■ EXERCISE REQUIREMENTS:
In full and without alteration, give the listing again.

(Records from a point labeling set)
* * * * *
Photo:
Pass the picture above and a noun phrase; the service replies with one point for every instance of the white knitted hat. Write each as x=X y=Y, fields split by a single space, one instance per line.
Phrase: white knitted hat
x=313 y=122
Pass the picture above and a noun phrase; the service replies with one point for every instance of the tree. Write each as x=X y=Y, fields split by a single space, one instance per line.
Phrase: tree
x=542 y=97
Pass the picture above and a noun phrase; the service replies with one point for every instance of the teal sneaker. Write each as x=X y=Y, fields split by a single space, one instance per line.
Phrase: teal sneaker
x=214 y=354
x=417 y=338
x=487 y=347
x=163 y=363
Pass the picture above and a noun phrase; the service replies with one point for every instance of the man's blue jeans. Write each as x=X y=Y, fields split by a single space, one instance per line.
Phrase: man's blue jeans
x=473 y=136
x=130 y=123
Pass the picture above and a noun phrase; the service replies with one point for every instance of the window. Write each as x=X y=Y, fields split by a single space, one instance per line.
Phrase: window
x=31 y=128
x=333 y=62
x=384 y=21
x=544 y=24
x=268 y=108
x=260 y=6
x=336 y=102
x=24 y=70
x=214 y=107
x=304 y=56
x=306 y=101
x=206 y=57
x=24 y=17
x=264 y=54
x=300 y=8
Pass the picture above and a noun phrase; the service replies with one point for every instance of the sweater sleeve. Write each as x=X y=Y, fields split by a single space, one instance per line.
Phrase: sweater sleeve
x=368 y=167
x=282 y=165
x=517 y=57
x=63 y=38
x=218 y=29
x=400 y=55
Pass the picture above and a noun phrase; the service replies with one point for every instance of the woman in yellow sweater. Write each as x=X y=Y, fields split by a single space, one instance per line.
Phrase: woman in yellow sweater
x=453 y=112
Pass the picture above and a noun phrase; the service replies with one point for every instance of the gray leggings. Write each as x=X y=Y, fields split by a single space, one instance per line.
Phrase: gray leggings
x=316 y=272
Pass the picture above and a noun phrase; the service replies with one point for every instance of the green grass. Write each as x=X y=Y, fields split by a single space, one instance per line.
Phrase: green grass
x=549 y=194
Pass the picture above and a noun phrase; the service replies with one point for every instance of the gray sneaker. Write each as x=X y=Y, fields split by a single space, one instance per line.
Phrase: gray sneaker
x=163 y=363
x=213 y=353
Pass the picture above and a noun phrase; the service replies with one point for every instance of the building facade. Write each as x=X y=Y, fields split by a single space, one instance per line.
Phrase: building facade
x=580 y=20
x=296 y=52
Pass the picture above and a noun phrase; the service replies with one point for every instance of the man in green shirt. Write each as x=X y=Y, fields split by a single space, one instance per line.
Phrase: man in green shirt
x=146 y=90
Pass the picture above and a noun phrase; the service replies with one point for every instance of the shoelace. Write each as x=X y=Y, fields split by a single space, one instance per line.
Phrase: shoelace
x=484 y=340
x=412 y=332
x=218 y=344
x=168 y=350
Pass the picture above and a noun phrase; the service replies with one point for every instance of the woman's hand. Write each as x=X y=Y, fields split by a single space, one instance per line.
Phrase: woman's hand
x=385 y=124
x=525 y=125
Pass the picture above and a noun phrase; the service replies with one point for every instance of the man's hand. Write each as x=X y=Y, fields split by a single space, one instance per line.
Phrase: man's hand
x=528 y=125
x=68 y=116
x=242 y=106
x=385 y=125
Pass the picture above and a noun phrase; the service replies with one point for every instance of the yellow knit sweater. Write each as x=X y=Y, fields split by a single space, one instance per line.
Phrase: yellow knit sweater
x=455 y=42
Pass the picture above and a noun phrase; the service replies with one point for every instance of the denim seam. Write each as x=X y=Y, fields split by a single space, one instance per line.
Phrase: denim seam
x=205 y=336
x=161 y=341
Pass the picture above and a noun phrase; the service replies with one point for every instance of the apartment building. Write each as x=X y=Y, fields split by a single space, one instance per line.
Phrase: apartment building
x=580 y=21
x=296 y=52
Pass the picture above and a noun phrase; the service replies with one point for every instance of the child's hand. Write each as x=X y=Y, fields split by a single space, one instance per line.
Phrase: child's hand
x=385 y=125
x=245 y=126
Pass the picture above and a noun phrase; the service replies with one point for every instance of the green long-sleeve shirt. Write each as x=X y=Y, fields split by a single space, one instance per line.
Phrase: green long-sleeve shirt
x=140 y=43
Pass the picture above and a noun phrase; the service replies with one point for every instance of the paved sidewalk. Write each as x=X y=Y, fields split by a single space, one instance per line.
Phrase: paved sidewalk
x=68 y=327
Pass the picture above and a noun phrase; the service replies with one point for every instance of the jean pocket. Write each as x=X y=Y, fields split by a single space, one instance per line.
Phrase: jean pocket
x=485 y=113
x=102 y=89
* * * * *
■ RESPONSE TO THIS EXERCISE:
Photo:
Pass the picture above and a noun phrase; the service replies with one point for every instance of the white knitted hat. Write each as x=X y=Y, fields split by a single space, one instance per line.
Phrase: white knitted hat
x=313 y=122
Pass the picture above and a noun phrase; the service replies with one point for every instance of the tree. Write each as x=X y=Y, fields split by a single space, one instance per line.
Phrase: tree
x=542 y=97
Pass the picture above and a noun phrase; the service replies with one point for every instance of the teal sneaker. Write each as x=X y=Y, fields split by a single space, one instance per line.
Phrase: teal sneaker
x=214 y=354
x=417 y=338
x=487 y=347
x=163 y=363
Pass the picture above and a noun phrase; the service replies with one point for every instance of the man's blue jeans. Write each as x=X y=Y, fields split by a single space, one instance per line.
Phrase: man's blue jeans
x=473 y=136
x=130 y=123
Pass the picture above and a noun phrase; the service replies with one point for every instance of the window. Write each as x=X y=Y, fields split by a single space, one instance per line.
Phrase: window
x=31 y=128
x=333 y=62
x=384 y=21
x=544 y=24
x=268 y=108
x=260 y=6
x=336 y=102
x=24 y=70
x=214 y=107
x=304 y=56
x=306 y=101
x=206 y=57
x=24 y=17
x=264 y=54
x=300 y=8
Pass the picture above and a noun phrase; the service replies with one point for every instance of the sweater sleeve. Write each as x=X y=Y, fields split by a single space, one instance per line.
Phrase: sweater sleeve
x=368 y=167
x=282 y=165
x=517 y=57
x=63 y=38
x=218 y=29
x=400 y=55
Pass the picture above and a noun phrase; the service replies with one point for every instance of the woman in yellow sweater. Write each as x=X y=Y, fields split by a single space, one instance per line.
Phrase: woman in yellow sweater
x=453 y=112
Pass the picture above and a noun phrase; the service replies with one point for every instance of the gray leggings. Write each as x=X y=Y, fields split by a single space, one instance per line.
Phrase: gray leggings
x=316 y=272
Pass the picture above and a noun phrase; the service replies with one point for every instance of the green grass. Write each as x=X y=Y, fields split by a single space, one instance per line.
Phrase: green grass
x=549 y=194
Pass the picture above and a noun phrase; the service replies with one point for every instance of the gray sneaker. Write each as x=X y=Y, fields split by a single space, one instance per line.
Phrase: gray sneaker
x=163 y=363
x=213 y=353
Pass the picture above and a noun phrase; the service replies with one point for every instance of the building facade. Write each as x=X y=Y, fields split by a single space, one instance per line.
Phrase: building facade
x=580 y=20
x=296 y=52
Pass the picture above and a noun phrase; the service replies with one point for every instance of the man in green shirt. Write each as x=X y=Y, fields split by a single space, one instance per line.
Phrase: man in green shirt
x=146 y=90
Pass the picture above and a noun phrase; the service replies with one point for every instance of the shoelace. Write each as x=X y=Y, fields split by a single space, one instance per line.
Phrase: shoelace
x=484 y=340
x=412 y=332
x=218 y=344
x=168 y=350
Pass the picture above and a noun phrase; the service replies with one point for every instance of the woman's hand. Write each as x=X y=Y, fields split by a single space, one instance per line.
Phrase: woman's hand
x=385 y=124
x=525 y=125
Pass the picture above and a noun phrase; the service replies with one point for every instance of the man's hand. Write each as x=X y=Y, fields split by a single space, one instance per line.
Phrase: man's hand
x=528 y=125
x=68 y=116
x=242 y=106
x=385 y=125
Pass the picture above and a noun phrase; the service replies with one point for every instance of the yellow knit sweater. Write each as x=X y=Y, fields split by a single space, one instance per line.
Phrase: yellow knit sweater
x=455 y=42
Pass the picture above and a noun phrase; the service replies with one point for every instance of the denim seam. Write each as x=X y=Y, fields split by a single space, one instance per line.
Phrase: denim seam
x=205 y=336
x=161 y=341
Pass the picture above and a noun phrase; the service replies with one point for every instance of the apartment building. Write each as x=X y=Y, fields split by a single space, one instance per line.
Phrase: apartment building
x=580 y=21
x=296 y=52
Pass the picture above and a noun phrase; the service replies with one point for every instance of the child's hand. Write each as x=X y=Y, fields split by a single space, one instance per line.
Phrase: child's hand
x=385 y=125
x=245 y=126
Pass the picture above and a noun phrase; the service replies with one point for every instance of the green long-sleeve shirt. Write each as x=X y=Y, fields split by a single space, one instance per line.
Phrase: green long-sleeve shirt
x=140 y=43
Pass the picture above and a noun phrase; the service replies with one point for every instance of the paved sidewalk. Write each as x=X y=Y, fields split by a single space, one instance per line.
Phrase: paved sidewalk
x=68 y=327
Pass the picture above and a noun phrase; the service replies with one point for every instance of the jean pocket. Write each as x=X y=Y, fields split by a single space, one instance per line.
Phrase: jean pocket
x=485 y=113
x=102 y=89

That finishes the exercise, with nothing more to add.